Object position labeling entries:
** Start **
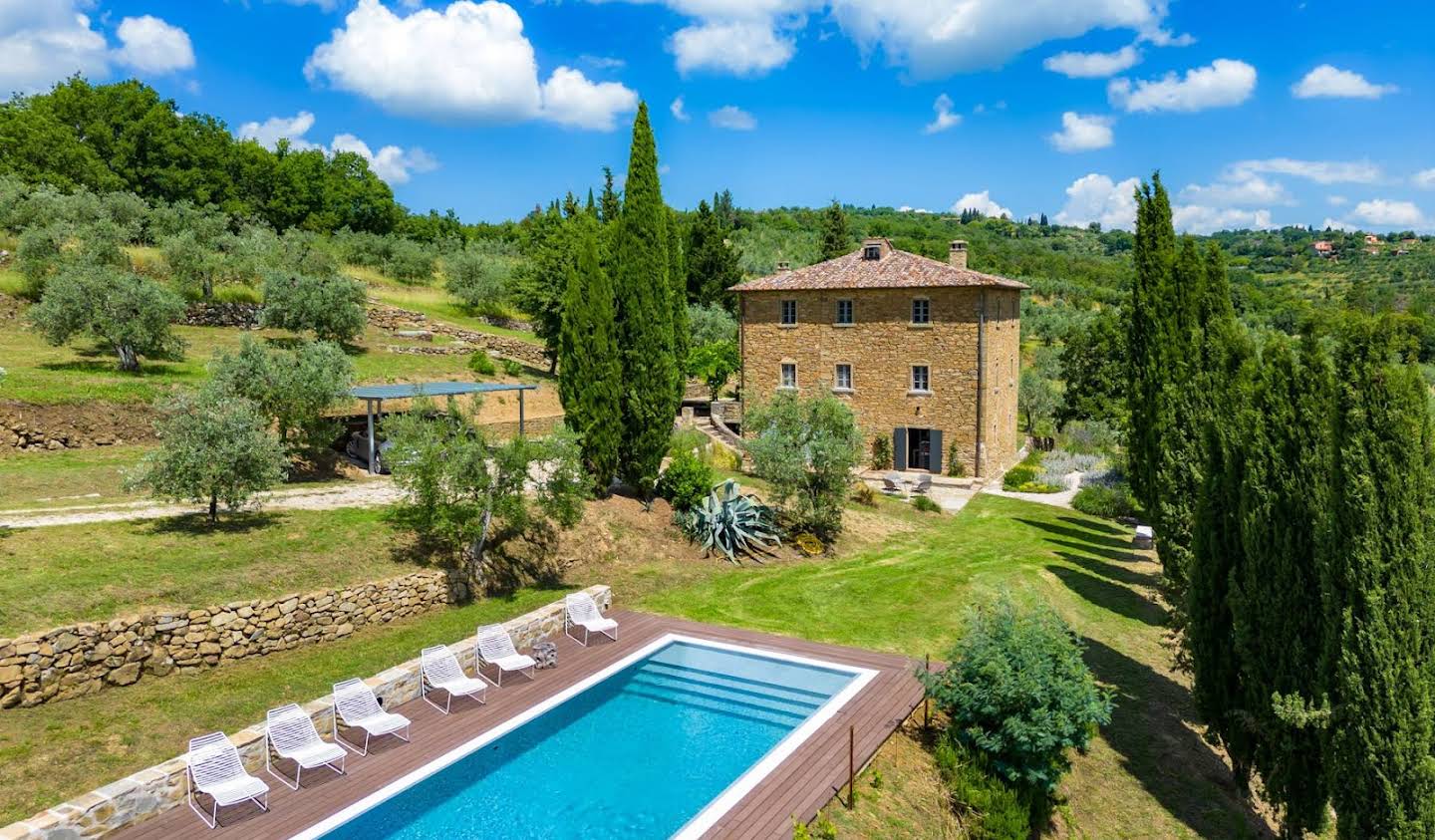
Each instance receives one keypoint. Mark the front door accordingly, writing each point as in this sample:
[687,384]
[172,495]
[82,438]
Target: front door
[919,448]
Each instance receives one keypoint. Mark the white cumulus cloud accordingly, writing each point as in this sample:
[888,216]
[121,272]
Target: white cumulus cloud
[981,201]
[732,118]
[1202,220]
[1383,211]
[945,117]
[394,163]
[1098,198]
[1082,133]
[42,43]
[568,98]
[938,38]
[1092,65]
[469,62]
[1222,84]
[1333,82]
[1245,189]
[742,48]
[152,46]
[1317,171]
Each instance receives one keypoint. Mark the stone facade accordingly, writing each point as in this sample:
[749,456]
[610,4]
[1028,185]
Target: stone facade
[883,345]
[81,660]
[395,319]
[158,788]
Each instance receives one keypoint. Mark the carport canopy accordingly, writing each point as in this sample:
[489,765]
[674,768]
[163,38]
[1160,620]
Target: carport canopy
[374,397]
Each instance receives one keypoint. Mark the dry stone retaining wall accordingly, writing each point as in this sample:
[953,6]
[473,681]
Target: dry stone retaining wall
[38,428]
[82,660]
[158,788]
[395,319]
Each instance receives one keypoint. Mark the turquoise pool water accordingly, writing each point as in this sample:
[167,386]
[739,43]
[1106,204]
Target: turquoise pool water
[638,754]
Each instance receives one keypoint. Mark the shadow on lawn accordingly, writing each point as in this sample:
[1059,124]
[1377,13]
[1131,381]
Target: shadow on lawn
[1173,762]
[1091,541]
[1094,526]
[1111,596]
[198,524]
[1111,570]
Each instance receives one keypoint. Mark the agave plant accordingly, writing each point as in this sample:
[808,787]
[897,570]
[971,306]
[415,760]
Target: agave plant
[732,523]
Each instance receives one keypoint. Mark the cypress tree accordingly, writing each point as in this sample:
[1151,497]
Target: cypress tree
[1276,601]
[645,315]
[1153,257]
[678,299]
[834,231]
[590,375]
[1379,598]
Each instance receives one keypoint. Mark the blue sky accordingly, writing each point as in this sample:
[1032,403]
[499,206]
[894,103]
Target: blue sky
[1258,114]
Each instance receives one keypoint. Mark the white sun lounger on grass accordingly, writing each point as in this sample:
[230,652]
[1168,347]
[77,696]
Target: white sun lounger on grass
[442,673]
[359,709]
[212,767]
[495,648]
[292,735]
[580,611]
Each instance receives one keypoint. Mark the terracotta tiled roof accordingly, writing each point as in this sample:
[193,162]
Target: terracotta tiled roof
[894,270]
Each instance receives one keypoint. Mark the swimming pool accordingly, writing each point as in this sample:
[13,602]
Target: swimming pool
[659,744]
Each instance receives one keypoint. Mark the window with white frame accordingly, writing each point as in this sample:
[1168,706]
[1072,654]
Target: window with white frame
[920,378]
[789,375]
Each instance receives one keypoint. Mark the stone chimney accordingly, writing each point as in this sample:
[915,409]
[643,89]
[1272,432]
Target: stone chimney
[958,257]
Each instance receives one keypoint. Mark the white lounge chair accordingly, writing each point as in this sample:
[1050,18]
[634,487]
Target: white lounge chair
[292,735]
[359,709]
[581,612]
[442,673]
[495,648]
[214,768]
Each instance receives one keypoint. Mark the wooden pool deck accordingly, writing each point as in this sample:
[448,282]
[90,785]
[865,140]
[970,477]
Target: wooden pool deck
[798,787]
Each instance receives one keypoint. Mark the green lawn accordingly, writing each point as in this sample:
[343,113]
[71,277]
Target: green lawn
[69,477]
[68,573]
[58,751]
[1150,774]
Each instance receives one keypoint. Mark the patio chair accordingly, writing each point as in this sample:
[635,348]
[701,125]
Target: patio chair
[495,648]
[290,734]
[442,673]
[212,767]
[579,611]
[356,705]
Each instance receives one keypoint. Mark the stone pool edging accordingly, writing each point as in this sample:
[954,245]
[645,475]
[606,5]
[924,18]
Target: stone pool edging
[161,787]
[90,657]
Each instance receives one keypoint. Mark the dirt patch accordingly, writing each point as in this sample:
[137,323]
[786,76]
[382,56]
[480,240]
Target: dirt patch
[72,426]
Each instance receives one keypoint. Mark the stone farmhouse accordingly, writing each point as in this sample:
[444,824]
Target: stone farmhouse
[927,354]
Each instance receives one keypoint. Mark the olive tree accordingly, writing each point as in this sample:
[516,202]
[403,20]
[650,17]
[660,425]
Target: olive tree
[290,388]
[128,313]
[805,448]
[212,448]
[330,306]
[468,497]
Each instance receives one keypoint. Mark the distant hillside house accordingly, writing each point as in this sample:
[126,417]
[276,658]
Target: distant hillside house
[927,354]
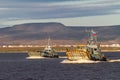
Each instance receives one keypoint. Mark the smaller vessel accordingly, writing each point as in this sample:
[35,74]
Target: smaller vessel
[91,51]
[48,51]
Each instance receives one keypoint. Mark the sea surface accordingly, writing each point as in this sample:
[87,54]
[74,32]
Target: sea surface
[15,66]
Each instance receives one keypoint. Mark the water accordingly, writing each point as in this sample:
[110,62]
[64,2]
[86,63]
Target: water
[15,66]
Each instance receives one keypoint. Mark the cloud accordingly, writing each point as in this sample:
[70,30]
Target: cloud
[52,9]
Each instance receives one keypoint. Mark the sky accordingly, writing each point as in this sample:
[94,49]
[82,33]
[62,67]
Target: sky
[68,12]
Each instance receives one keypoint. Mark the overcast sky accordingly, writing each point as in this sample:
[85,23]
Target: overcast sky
[68,12]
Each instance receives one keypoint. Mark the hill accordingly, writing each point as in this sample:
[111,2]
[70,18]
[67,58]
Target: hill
[38,33]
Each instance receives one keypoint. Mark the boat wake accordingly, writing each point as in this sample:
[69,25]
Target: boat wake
[35,57]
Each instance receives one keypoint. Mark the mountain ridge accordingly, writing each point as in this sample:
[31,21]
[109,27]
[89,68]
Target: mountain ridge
[37,33]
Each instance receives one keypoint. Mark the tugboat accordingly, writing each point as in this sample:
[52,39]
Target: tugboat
[48,51]
[91,51]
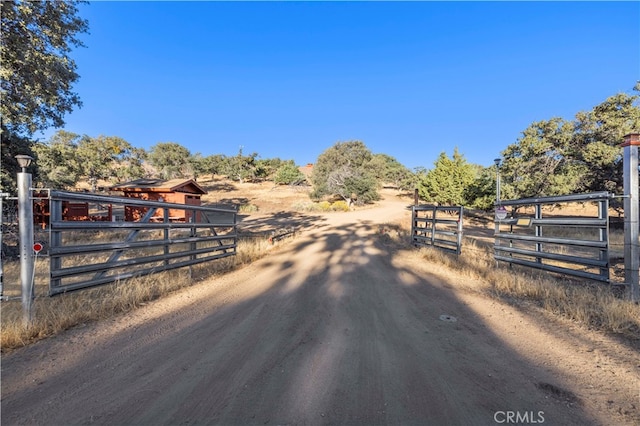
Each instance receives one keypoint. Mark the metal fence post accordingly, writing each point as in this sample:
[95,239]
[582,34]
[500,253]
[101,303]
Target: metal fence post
[631,214]
[2,195]
[25,209]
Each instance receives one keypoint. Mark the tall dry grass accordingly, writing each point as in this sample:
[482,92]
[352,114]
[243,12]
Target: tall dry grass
[52,315]
[593,305]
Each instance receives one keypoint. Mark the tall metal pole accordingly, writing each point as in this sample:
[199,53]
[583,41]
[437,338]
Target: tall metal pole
[2,195]
[25,209]
[497,161]
[631,214]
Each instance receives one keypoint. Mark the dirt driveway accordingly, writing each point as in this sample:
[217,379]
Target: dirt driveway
[333,328]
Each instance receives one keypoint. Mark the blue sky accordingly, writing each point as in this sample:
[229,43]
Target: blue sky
[290,79]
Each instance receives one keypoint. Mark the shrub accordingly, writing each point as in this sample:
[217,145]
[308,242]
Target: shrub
[340,206]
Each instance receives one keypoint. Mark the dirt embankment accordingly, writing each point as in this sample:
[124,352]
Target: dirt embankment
[334,328]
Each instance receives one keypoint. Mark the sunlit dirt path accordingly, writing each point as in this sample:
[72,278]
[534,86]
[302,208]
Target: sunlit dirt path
[334,328]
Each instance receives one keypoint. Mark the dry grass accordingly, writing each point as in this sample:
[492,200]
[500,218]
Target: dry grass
[52,315]
[593,305]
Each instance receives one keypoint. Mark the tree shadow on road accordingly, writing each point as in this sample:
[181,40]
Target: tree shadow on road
[332,329]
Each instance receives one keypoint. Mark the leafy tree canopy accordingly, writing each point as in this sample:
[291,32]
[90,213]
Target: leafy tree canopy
[554,157]
[344,170]
[170,159]
[36,72]
[447,182]
[288,174]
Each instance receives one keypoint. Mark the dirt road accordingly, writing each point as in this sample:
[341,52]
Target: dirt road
[334,328]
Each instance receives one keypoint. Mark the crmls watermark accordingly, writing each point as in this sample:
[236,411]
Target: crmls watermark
[518,417]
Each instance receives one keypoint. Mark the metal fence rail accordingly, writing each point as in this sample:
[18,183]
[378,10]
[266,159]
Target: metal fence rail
[87,253]
[438,226]
[572,245]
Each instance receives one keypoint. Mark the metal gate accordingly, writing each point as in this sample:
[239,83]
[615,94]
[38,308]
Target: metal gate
[438,226]
[567,244]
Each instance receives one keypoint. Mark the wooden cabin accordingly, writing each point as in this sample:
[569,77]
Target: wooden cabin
[178,191]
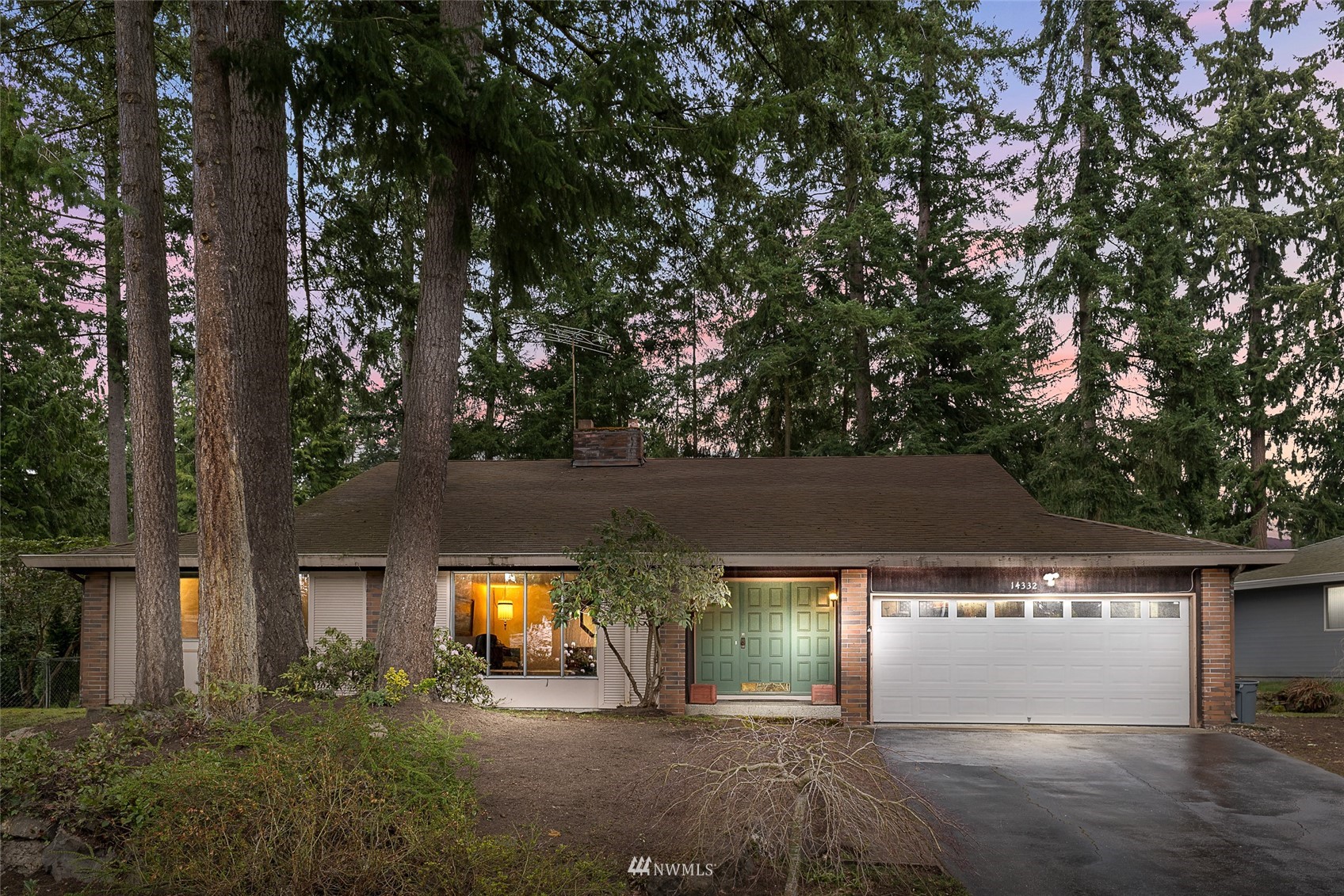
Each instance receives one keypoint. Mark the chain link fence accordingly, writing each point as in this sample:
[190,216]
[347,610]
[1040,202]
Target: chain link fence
[40,683]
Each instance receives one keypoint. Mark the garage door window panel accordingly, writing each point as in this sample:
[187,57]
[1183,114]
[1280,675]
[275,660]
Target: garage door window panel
[1048,608]
[1125,608]
[1164,608]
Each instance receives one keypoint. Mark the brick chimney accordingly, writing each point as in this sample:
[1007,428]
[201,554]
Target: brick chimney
[608,445]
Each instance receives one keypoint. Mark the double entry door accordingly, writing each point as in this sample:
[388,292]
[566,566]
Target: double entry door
[774,637]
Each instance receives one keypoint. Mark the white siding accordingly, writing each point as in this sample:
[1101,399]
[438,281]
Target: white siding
[444,608]
[121,666]
[613,687]
[338,601]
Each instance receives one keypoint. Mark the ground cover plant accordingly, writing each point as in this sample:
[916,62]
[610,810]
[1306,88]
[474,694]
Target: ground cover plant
[308,799]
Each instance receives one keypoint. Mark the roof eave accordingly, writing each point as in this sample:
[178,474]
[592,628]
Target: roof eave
[1320,578]
[1242,558]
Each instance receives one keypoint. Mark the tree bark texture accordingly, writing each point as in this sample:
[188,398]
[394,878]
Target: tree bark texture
[158,613]
[261,309]
[405,633]
[1255,351]
[119,512]
[227,596]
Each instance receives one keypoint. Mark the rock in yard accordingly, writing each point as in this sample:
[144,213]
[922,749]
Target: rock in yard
[67,857]
[21,856]
[27,828]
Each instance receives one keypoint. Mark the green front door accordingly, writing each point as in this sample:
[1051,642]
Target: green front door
[774,637]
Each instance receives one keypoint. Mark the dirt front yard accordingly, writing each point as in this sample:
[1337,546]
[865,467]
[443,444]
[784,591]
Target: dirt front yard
[1315,739]
[592,782]
[597,782]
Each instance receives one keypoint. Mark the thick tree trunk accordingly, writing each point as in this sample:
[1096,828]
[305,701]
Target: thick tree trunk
[158,614]
[227,594]
[1087,364]
[261,313]
[119,512]
[1255,353]
[409,591]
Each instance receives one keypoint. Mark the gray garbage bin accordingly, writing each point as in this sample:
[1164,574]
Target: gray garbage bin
[1245,704]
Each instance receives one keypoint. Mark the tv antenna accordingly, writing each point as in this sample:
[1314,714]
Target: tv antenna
[577,337]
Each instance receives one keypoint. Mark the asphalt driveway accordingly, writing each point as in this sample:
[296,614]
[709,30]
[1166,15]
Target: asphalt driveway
[1180,812]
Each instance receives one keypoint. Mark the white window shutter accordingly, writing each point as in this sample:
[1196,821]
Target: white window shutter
[614,688]
[121,673]
[338,601]
[444,608]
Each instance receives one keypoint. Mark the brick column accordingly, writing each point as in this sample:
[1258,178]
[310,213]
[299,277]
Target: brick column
[672,645]
[1216,648]
[372,602]
[853,646]
[96,608]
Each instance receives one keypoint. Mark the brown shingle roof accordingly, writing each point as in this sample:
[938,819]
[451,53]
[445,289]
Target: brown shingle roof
[869,509]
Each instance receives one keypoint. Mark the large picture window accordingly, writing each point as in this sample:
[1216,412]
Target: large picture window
[507,618]
[189,601]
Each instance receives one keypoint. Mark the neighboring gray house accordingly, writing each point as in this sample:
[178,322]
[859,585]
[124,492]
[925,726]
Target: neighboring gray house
[1291,618]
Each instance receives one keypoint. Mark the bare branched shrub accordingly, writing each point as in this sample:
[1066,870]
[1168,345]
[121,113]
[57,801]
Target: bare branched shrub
[1308,695]
[801,794]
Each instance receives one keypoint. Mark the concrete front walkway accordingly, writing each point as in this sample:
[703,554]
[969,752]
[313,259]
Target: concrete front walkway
[1160,812]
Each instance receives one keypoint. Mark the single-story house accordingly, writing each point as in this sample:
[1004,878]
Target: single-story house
[1291,618]
[924,589]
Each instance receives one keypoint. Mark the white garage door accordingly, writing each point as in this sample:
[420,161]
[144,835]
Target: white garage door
[1109,662]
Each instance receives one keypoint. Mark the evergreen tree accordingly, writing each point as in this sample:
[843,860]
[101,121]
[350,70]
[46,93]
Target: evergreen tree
[48,402]
[867,301]
[229,600]
[1270,177]
[158,614]
[1108,114]
[964,380]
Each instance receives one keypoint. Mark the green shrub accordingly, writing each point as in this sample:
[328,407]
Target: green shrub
[335,799]
[338,664]
[71,785]
[332,799]
[459,672]
[1308,695]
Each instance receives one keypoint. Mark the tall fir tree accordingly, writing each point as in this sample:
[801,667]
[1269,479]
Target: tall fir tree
[1106,113]
[1270,173]
[158,672]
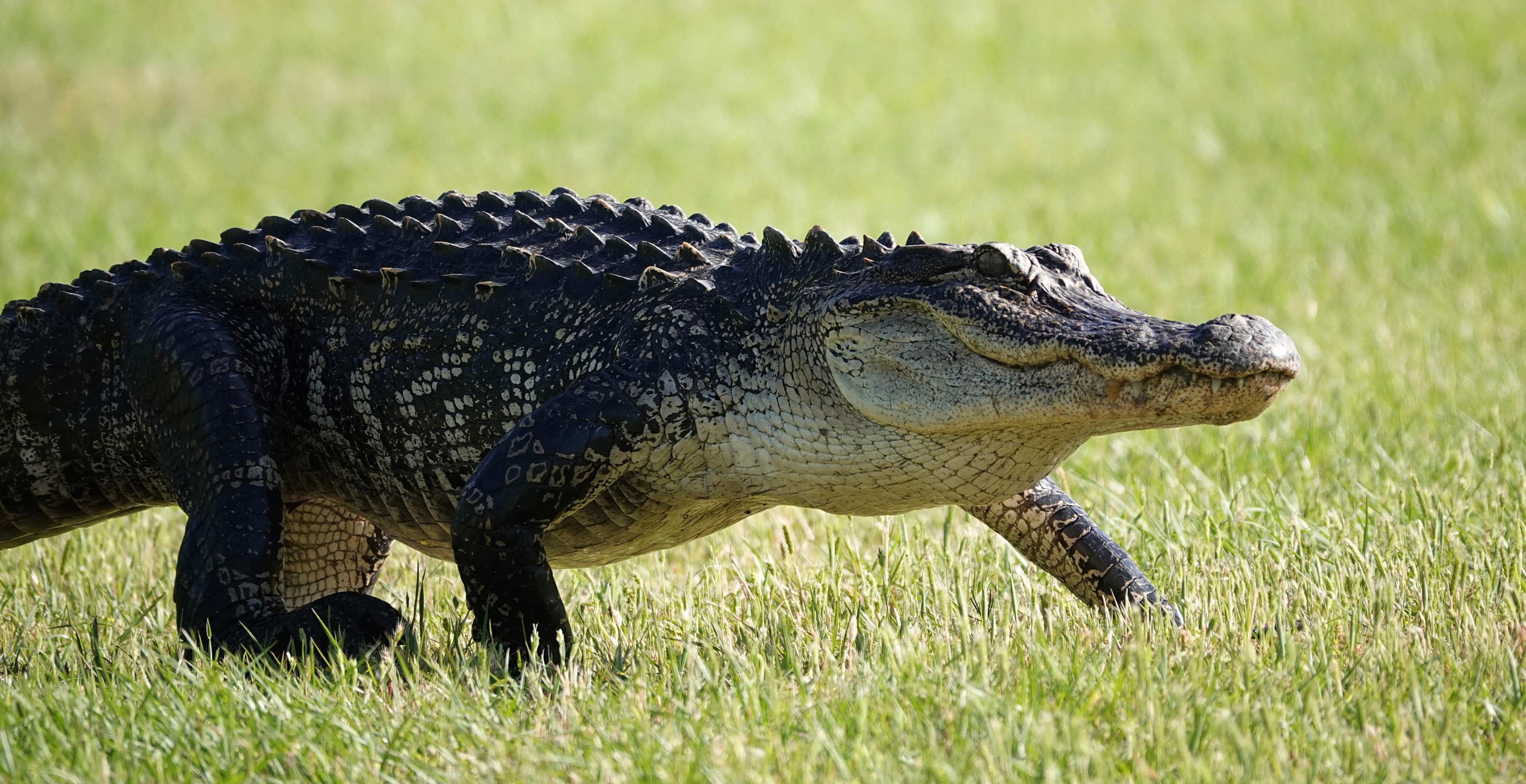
** End **
- Prompt
Reproduce the lines from the one containing "Each instance receives one keypoint. Mark the green shrub" through the end of the listing, substituting "marker" for every occurrence of "keypoint" and leaving everything else unchanged. Omit the pictures from your reply.

- Finished exercise
Each instance receives one marker. Mark the green shrub accordingly, writing each point as in this sample:
[328,407]
Target: green shrub
[335,799]
[338,664]
[71,785]
[332,799]
[459,672]
[1308,695]
Each instance receives one marker. Mark the tall fir tree accordingly, writing each point as in this sample:
[801,667]
[1269,479]
Target: tall fir tree
[1106,113]
[1270,173]
[158,672]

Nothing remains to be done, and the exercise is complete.